— WHAT THE EXERCISE ASKS —
Edit the records from the line with "Return one point for each instance of the snow bank." through the end of the records: rewrite those lines with "white semi truck" changed to "white tractor-trailer" and everything else kept the same. Omit the pictures from your answer.

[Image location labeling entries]
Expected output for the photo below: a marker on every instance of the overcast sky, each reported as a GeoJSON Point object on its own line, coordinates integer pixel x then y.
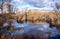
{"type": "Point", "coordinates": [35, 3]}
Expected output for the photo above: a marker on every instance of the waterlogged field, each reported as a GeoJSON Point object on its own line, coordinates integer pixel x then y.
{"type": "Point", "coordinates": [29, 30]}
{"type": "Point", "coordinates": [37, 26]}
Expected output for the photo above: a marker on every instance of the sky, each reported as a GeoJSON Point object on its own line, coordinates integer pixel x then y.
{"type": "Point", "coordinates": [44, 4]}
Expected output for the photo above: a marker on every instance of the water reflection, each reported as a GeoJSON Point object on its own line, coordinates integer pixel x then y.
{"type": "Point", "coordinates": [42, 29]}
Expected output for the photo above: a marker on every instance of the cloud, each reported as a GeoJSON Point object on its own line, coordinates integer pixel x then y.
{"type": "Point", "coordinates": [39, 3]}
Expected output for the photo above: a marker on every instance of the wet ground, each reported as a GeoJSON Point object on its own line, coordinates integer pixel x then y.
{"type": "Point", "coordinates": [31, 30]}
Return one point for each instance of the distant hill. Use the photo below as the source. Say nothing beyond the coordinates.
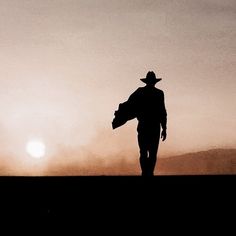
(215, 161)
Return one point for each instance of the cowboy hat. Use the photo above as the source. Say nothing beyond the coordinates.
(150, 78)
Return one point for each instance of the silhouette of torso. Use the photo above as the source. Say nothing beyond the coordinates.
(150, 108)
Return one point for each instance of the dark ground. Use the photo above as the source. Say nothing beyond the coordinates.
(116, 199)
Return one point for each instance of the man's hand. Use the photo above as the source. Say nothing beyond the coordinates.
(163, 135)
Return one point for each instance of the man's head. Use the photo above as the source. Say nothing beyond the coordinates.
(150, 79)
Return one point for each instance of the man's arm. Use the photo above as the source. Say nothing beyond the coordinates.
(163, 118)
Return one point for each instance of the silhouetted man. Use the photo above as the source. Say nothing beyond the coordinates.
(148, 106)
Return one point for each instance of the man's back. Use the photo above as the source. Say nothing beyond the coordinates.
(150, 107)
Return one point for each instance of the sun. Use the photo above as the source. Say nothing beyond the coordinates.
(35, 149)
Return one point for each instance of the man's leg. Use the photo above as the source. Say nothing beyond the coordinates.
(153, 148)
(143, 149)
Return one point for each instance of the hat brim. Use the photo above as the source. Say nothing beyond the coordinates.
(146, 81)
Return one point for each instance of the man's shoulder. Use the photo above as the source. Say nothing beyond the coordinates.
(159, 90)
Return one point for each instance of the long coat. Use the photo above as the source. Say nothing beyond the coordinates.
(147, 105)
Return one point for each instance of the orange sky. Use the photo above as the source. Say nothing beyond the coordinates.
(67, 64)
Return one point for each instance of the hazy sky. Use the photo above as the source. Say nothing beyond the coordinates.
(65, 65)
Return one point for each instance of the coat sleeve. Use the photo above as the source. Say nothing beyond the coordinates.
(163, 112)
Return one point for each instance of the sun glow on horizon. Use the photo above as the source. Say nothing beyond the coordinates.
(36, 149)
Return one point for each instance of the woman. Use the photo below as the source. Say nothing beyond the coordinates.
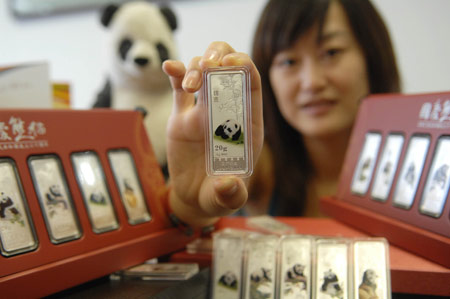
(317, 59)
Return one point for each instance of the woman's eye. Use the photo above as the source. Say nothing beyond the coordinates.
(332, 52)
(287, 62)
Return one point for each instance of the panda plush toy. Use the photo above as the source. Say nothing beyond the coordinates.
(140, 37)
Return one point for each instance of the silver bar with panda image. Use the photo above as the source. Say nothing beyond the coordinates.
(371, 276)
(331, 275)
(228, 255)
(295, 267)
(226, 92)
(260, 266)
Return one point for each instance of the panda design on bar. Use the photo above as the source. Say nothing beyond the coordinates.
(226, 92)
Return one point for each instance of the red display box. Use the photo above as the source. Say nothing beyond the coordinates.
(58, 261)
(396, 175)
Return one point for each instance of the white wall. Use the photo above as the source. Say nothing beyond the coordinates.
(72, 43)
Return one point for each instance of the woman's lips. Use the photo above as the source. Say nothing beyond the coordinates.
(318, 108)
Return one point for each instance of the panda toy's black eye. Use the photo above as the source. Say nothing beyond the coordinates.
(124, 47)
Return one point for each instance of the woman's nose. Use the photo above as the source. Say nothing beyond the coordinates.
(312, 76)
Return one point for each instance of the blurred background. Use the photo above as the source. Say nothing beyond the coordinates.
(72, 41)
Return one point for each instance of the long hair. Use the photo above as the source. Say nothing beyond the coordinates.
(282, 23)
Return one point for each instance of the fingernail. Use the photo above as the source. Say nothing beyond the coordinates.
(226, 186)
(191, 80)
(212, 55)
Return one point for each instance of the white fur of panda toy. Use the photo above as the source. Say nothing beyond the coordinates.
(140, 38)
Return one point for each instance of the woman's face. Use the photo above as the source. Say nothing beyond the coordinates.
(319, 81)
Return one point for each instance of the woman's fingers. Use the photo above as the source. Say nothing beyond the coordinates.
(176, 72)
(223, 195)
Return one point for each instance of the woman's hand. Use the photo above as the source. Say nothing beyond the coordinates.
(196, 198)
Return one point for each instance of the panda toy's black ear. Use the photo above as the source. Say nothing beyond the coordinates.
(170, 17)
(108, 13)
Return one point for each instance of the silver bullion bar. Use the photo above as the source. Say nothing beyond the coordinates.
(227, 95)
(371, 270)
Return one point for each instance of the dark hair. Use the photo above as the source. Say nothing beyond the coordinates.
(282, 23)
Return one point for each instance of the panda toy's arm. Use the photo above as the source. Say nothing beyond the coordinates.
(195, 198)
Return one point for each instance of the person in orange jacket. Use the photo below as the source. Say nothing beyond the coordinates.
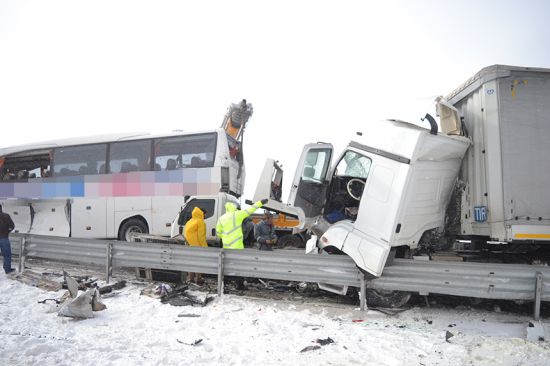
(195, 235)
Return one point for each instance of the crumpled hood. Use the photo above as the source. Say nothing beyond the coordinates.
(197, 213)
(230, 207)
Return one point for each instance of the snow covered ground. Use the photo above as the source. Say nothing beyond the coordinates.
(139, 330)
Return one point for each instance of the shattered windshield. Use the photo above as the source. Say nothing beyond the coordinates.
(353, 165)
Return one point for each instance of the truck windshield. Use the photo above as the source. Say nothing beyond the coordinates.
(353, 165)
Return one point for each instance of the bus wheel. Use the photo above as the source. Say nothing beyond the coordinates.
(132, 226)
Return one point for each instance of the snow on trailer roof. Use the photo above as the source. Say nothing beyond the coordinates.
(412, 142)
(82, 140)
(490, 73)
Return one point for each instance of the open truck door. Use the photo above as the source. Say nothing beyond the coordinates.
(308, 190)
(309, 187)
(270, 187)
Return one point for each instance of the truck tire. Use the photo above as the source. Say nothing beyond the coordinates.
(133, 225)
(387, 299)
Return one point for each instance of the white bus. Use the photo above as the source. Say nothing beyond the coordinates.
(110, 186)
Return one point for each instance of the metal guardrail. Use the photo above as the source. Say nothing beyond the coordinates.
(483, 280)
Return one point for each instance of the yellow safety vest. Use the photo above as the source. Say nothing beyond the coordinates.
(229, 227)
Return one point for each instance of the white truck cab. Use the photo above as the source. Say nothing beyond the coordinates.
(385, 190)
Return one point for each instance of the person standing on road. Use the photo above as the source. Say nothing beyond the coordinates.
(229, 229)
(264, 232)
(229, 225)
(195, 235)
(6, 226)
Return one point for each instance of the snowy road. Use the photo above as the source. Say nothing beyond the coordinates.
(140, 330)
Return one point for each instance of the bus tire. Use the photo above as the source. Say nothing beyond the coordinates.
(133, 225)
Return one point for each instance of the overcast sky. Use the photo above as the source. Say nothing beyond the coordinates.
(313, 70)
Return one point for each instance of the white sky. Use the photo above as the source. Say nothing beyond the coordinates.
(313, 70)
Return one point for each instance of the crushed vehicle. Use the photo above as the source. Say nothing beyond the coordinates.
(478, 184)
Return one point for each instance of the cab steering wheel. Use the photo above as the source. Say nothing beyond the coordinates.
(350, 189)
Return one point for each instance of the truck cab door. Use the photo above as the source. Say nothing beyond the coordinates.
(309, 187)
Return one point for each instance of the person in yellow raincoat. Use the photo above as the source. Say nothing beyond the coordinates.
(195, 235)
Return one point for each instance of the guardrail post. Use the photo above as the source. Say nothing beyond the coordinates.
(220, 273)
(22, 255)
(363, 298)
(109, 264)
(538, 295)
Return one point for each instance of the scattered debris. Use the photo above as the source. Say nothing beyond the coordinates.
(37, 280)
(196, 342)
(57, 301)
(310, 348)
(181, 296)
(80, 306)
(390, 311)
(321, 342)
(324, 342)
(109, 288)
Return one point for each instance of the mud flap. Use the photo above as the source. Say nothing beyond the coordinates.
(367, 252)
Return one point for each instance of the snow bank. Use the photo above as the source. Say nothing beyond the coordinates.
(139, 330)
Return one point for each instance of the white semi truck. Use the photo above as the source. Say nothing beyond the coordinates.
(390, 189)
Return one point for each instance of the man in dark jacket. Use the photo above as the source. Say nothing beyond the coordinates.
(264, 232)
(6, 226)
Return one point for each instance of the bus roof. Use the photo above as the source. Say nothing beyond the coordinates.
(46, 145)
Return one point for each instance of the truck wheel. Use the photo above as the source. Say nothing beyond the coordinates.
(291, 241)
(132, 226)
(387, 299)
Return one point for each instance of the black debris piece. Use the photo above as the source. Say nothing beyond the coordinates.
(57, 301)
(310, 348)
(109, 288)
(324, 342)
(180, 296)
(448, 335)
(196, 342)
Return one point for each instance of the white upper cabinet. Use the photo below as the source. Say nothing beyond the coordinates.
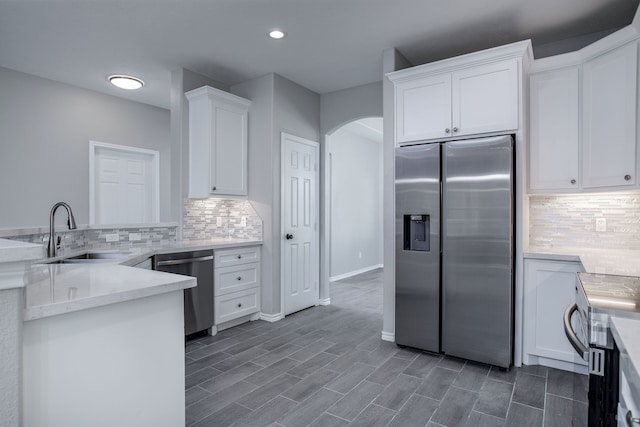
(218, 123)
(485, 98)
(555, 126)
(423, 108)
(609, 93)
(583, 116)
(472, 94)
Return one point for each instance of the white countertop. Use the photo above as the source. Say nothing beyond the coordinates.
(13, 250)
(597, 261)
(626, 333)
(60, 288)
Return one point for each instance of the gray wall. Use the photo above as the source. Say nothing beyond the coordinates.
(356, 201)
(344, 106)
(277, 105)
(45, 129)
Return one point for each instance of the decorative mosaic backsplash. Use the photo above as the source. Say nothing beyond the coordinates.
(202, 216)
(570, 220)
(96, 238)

— COMPLETED TASK —
Return one point for each instance of the snow bank. Use the photo above as the source. Say nothing beyond the coordinates.
(139, 330)
Return one point for each instance of the white tractor-trailer. Use the photo above as the source. Say nothing beyond the coordinates.
(390, 189)
Return one point for each instance of the man in dark jacket. Use the photo above as the source. Say nothing beyond the coordinates.
(264, 232)
(6, 226)
Return one point for each instance of the bus roof. Use the photo above as the source. Say nothing beyond the coordinates.
(46, 145)
Return one point for each instance of the truck wheel. Use the photo above as the source. Say nothing beyond the coordinates.
(291, 241)
(132, 226)
(387, 299)
Return one point for each instance of the black debris piece. Use the photo above as the source. Say nothing beyond the coordinates.
(57, 301)
(310, 348)
(109, 288)
(324, 342)
(180, 296)
(448, 335)
(196, 342)
Return one point for each instance of the white upper cabinet. Use the photo below as the source. Say nothing beyond the coordinates.
(218, 123)
(485, 98)
(555, 126)
(423, 108)
(609, 93)
(583, 116)
(472, 94)
Return one point for each instance of the white countertop. Use the photo above as the source. Say nothing beyond the coordinates.
(13, 250)
(597, 261)
(626, 333)
(60, 288)
Return one point for each instance of the gray wall. Use the photo above as the source. Say nothing beyond the coordinates.
(356, 201)
(344, 106)
(277, 105)
(45, 129)
Return one point for each instance of the decorative mosaic backsplash. Use the photo above as the source. Say nothing beyond the coordinates.
(202, 216)
(570, 220)
(96, 238)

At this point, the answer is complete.